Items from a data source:

+--

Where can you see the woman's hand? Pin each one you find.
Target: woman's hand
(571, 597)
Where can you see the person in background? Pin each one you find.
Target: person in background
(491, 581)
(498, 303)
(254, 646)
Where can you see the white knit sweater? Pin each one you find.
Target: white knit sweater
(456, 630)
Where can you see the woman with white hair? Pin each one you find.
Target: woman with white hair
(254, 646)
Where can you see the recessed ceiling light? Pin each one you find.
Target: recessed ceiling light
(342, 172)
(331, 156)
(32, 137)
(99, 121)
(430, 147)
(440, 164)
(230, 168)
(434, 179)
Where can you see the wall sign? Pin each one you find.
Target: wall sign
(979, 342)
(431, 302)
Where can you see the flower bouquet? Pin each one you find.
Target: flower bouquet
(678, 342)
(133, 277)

+--

Written exercise:
Rewrite all of the material above line for line, multiplying every point coordinate by 0.35 and rounding each result to a whole number, with halves rounded up.

Reply:
Where can you see the woman's hand? Pin each one you find.
Target: woman's hand
(200, 209)
Where can you see the person in background? Pin each one you find.
Target: person in background
(172, 203)
(174, 106)
(89, 226)
Where can you see the white knit sweater? Pin each one you find.
Target: white knit sweater
(160, 221)
Where can you see the woman with white hair? Pin each one you find.
Target: woman with white hair
(89, 226)
Where can you see the recessed ceiling light? Pin each one you find.
Target: recessed ceiling light
(120, 60)
(116, 55)
(11, 48)
(35, 42)
(151, 51)
(154, 57)
(81, 59)
(152, 63)
Where can you see the wall sign? Pin each one you find.
Target: wall sign
(343, 120)
(151, 106)
Where can you see the flower bouquet? Pin each one you find.
Target: flower bouquet
(237, 120)
(47, 97)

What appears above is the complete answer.